Quoted passage

Start of Block

Monthly Archives: October 2018

Woebuck

Sad news about Sears today. An American institution, they filed for bankruptcy in order to restructure the company. They will close 142 unprofitable stores near the end of the year. Liquidation sales at these stores are expected to begin shortly. This is in addition to the previously announced closure of 46 unprofitable stores that is expected to be completed by next month.

The press release says that “The Chapter 11 process will give Holdings the flexibility to strengthen its balance sheet, enabling the Company to accelerate its strategic transformation, continue right-sizing its operating model, and return to profitability.” I guess the question I’d ask is what the heck has taken so long? When I was a kid, the Sears catalog was a 500-page wish book. Everything from clothing to tools to appliances and damn near anything else was in the catalog or the store. At one point you could even buy a prefabricated house kit. They sold great appliances (built by Whirlpool) and even better tools (also built by others). They did very smart things like label grades of product “good” “better” and “best” using brand names.  They were Amazon long before Amazon was a gleam in Jeff Bezos’ eye.

End of Block

Dataset extract

Start of Block

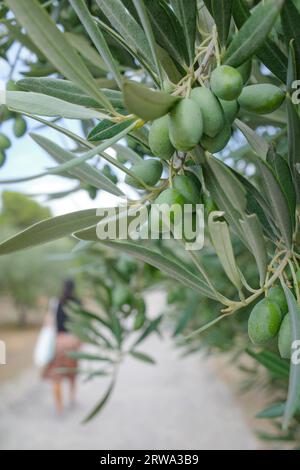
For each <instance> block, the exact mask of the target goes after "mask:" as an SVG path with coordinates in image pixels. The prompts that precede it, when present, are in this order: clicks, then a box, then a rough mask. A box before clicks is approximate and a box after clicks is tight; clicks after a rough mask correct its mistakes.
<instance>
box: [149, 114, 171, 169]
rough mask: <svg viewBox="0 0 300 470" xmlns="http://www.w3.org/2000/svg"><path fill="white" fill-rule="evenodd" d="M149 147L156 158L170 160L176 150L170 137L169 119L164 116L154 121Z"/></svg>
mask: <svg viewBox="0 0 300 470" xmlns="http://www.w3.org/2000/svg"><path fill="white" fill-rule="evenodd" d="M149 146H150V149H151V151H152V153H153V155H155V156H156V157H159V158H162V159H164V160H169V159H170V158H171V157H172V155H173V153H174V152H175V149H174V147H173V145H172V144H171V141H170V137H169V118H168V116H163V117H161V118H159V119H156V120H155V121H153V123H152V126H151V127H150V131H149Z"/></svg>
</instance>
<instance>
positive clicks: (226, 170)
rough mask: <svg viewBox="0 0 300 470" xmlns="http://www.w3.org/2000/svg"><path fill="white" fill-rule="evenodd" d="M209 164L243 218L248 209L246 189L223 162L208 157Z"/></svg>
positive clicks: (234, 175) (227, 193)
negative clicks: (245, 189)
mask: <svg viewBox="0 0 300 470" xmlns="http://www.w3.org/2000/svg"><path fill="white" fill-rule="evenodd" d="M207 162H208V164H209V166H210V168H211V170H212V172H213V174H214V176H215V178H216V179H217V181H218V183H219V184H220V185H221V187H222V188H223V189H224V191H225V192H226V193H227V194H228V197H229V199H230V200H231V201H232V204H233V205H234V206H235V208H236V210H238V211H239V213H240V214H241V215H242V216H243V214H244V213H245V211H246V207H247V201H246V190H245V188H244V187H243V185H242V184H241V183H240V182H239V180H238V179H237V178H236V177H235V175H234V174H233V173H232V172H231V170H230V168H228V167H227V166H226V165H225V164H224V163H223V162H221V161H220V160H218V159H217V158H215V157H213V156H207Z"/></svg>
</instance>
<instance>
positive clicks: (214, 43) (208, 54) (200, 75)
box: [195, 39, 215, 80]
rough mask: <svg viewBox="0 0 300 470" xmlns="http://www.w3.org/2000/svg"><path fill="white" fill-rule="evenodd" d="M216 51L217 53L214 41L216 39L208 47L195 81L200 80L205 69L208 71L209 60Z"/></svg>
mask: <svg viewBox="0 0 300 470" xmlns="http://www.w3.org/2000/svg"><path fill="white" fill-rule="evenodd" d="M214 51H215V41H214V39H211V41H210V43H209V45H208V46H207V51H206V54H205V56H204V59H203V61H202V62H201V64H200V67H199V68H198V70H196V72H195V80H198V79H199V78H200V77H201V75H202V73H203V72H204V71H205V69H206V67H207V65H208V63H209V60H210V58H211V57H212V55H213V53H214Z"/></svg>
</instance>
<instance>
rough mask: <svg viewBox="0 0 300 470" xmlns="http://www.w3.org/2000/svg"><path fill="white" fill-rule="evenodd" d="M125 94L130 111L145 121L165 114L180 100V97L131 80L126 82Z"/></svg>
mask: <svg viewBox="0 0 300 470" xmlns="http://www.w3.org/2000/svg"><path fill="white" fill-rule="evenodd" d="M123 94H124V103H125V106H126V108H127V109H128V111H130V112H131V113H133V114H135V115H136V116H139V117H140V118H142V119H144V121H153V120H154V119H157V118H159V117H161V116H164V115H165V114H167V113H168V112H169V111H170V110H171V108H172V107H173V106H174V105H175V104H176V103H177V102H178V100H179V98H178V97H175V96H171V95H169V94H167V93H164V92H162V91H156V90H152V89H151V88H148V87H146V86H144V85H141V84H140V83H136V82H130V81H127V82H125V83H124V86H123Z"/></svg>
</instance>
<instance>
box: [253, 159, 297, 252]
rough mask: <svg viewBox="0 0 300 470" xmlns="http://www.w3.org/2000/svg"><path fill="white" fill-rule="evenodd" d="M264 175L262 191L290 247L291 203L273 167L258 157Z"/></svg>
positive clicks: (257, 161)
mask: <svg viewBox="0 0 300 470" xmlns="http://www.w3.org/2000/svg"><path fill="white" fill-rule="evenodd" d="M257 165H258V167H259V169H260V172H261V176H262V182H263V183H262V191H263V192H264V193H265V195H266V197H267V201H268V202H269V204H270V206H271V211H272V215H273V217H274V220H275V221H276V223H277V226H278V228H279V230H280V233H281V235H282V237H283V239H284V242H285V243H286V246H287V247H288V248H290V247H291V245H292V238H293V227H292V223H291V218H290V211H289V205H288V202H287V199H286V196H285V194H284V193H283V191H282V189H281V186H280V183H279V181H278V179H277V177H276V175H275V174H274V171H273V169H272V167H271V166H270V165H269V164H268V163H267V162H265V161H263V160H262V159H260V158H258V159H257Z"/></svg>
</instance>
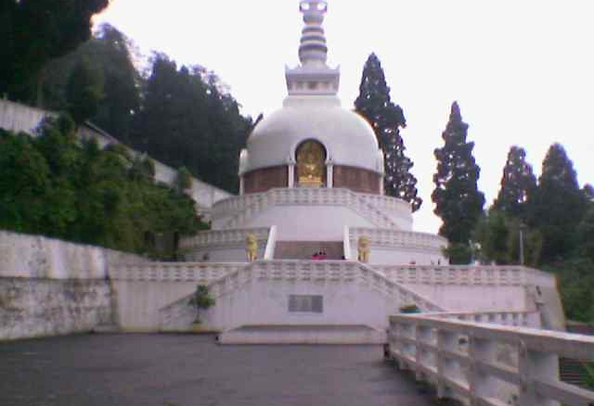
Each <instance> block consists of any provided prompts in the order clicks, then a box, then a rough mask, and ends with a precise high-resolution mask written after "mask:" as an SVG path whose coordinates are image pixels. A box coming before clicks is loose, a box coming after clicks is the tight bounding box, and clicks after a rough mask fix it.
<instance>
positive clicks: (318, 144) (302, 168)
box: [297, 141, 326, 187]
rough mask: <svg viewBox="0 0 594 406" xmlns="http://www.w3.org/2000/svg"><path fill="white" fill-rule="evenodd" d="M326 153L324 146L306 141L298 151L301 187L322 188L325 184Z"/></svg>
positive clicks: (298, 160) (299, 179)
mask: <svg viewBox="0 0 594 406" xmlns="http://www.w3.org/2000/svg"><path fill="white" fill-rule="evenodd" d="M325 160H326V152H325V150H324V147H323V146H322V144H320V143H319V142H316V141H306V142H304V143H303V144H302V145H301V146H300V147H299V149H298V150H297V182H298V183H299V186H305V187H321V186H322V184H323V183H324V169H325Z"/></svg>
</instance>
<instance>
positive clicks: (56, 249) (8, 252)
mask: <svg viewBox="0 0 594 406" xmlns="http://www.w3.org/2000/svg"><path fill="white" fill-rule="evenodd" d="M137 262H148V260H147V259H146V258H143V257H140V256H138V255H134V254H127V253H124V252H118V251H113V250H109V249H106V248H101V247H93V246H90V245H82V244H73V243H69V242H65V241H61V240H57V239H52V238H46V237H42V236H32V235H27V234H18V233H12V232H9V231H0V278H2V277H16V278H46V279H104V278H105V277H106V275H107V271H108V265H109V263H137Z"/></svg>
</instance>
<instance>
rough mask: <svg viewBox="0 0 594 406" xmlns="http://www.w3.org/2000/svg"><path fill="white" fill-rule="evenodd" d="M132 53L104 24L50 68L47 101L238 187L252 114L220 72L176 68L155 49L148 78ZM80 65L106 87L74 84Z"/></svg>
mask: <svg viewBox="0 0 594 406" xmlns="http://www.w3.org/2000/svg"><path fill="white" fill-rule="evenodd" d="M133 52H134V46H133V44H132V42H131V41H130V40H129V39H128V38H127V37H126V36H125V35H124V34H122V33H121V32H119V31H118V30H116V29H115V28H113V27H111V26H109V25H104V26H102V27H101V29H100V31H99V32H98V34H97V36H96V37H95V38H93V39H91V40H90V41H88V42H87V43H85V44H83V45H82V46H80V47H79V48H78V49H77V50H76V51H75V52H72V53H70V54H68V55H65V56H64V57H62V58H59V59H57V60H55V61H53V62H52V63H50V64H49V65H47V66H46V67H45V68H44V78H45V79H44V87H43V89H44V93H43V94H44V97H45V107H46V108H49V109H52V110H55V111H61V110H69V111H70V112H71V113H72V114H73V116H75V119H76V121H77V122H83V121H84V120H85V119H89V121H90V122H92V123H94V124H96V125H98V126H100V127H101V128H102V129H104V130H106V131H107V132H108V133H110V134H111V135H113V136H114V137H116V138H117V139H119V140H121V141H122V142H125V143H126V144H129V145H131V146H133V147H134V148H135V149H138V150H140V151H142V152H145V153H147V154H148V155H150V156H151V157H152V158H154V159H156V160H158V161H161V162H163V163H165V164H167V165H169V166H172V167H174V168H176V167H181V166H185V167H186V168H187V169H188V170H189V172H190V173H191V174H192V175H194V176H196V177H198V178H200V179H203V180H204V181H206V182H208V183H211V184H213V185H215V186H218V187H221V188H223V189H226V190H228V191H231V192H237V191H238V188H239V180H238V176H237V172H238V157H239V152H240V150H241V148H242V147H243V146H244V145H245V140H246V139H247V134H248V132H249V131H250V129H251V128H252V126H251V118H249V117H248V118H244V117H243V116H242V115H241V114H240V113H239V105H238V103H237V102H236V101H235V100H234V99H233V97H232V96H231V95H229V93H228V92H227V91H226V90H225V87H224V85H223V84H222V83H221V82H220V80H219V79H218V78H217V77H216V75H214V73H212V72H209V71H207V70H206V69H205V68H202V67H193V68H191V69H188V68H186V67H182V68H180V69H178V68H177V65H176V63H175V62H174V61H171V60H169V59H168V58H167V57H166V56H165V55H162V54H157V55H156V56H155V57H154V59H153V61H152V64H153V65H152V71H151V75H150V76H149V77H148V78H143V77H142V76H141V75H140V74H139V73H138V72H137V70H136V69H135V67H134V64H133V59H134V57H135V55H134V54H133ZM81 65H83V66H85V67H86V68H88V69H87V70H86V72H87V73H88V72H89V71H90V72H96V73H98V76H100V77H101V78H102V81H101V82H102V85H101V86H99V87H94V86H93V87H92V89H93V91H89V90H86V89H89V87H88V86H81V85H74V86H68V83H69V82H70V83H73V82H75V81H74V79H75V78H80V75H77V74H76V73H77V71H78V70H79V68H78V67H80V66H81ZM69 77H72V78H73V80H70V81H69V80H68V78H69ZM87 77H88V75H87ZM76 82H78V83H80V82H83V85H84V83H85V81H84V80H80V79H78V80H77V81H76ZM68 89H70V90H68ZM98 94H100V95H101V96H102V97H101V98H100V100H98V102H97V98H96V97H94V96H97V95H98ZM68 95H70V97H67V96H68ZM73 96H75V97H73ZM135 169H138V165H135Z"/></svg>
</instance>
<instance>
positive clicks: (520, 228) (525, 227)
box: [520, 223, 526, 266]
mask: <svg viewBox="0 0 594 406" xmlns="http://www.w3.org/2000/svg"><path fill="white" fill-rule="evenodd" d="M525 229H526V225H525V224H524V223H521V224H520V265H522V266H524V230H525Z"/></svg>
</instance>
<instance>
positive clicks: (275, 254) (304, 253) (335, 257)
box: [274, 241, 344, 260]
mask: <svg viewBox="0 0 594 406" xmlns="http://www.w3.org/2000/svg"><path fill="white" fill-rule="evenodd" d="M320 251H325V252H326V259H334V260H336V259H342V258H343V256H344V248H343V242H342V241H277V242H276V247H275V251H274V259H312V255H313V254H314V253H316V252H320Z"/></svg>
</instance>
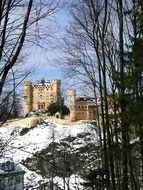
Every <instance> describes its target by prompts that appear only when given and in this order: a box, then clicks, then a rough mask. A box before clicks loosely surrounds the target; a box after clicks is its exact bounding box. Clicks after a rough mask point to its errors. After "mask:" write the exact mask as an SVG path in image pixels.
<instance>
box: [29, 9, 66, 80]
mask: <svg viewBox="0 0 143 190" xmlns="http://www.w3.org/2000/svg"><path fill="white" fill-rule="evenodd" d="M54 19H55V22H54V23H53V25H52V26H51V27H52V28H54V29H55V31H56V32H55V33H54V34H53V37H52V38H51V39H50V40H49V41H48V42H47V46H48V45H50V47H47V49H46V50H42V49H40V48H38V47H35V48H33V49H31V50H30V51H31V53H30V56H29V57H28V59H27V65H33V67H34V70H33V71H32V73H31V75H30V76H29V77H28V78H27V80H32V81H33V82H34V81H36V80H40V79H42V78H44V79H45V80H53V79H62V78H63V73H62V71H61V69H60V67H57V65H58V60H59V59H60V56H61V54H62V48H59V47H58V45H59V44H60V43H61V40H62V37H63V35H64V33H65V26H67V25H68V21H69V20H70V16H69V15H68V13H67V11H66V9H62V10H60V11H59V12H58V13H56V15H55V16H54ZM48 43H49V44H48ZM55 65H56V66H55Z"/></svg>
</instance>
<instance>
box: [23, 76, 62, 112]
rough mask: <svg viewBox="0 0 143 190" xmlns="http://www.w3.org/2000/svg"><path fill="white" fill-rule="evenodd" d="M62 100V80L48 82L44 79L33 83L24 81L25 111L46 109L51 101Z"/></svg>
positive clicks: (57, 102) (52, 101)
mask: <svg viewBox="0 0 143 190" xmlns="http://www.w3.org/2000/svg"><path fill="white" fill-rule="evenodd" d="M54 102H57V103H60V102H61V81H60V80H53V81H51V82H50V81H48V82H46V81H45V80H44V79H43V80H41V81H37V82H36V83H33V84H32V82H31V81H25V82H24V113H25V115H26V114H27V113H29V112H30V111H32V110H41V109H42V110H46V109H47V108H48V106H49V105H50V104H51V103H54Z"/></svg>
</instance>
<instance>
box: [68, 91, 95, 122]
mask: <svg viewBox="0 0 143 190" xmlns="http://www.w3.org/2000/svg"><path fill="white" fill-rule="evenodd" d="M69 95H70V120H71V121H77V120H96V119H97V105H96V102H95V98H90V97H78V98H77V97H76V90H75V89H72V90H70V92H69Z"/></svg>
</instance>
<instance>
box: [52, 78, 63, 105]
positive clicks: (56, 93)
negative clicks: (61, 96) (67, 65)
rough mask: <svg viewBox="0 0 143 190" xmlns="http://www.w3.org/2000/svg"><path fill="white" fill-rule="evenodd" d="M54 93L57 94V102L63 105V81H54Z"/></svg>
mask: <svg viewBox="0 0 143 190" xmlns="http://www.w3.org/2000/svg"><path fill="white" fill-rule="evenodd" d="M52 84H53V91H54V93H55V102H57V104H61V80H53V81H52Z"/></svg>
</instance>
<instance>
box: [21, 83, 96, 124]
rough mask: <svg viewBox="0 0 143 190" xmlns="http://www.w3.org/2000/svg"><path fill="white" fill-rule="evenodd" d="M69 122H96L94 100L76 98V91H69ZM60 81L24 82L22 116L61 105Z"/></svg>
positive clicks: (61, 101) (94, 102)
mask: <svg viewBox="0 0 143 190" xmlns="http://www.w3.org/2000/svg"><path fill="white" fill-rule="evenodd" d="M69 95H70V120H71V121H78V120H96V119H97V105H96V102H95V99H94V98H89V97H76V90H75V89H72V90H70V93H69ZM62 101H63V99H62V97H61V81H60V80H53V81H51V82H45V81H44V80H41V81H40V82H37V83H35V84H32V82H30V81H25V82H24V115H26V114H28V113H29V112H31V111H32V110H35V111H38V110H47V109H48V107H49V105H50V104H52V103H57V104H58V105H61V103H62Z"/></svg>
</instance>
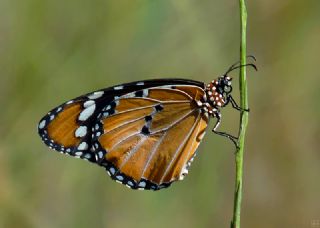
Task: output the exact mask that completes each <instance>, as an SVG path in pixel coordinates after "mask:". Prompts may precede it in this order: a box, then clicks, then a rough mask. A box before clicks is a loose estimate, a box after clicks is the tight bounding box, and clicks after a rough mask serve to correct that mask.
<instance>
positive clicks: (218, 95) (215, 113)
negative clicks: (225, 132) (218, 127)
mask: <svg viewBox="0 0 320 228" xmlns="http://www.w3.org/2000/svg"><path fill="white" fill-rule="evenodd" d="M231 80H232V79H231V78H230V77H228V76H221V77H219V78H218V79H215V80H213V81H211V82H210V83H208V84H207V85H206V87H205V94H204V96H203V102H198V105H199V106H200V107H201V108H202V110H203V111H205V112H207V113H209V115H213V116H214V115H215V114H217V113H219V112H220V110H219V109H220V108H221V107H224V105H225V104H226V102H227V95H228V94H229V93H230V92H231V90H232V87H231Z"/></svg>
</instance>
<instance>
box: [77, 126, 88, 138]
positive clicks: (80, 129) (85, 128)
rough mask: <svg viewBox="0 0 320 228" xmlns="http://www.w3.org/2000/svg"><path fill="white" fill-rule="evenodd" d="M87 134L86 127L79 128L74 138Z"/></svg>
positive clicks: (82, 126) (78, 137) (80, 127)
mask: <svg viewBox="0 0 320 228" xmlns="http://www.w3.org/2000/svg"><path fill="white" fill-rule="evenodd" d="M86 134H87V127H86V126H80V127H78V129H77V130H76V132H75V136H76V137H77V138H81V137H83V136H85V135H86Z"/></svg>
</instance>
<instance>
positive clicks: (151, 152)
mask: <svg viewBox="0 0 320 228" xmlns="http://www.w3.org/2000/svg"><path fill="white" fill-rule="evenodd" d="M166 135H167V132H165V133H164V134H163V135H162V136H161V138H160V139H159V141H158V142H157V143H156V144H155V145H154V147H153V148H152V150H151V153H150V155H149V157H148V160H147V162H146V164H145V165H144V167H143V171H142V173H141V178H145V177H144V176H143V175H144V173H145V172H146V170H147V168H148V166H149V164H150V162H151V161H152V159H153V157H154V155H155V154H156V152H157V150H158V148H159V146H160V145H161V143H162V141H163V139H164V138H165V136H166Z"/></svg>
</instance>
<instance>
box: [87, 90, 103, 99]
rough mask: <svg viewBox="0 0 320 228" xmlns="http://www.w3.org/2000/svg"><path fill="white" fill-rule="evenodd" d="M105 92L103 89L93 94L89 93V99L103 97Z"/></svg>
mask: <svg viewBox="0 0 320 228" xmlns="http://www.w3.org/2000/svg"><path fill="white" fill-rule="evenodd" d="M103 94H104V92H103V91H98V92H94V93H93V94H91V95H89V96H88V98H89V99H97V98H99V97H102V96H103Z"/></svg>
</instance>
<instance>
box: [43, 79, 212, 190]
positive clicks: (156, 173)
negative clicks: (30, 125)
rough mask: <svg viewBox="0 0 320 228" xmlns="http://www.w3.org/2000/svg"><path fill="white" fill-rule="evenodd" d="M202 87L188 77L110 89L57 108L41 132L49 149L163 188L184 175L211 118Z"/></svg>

End of Block

Exercise
Decide whether each statement below agrees with the post about Sears, answering yes or no and quoting the deciding words of the post: (a) Sears will close 142 stores near the end of the year; (b) the appliances Sears sold were built by Sears itself; (c) the Sears catalog is described as a 300-page wish book.

Output
(a) Yes: "They will close 142 unprofitable stores near the end of the year."
(b) No: "They sold great appliances (built by Whirlpool)"
(c) No: "the Sears catalog was a 500-page wish book."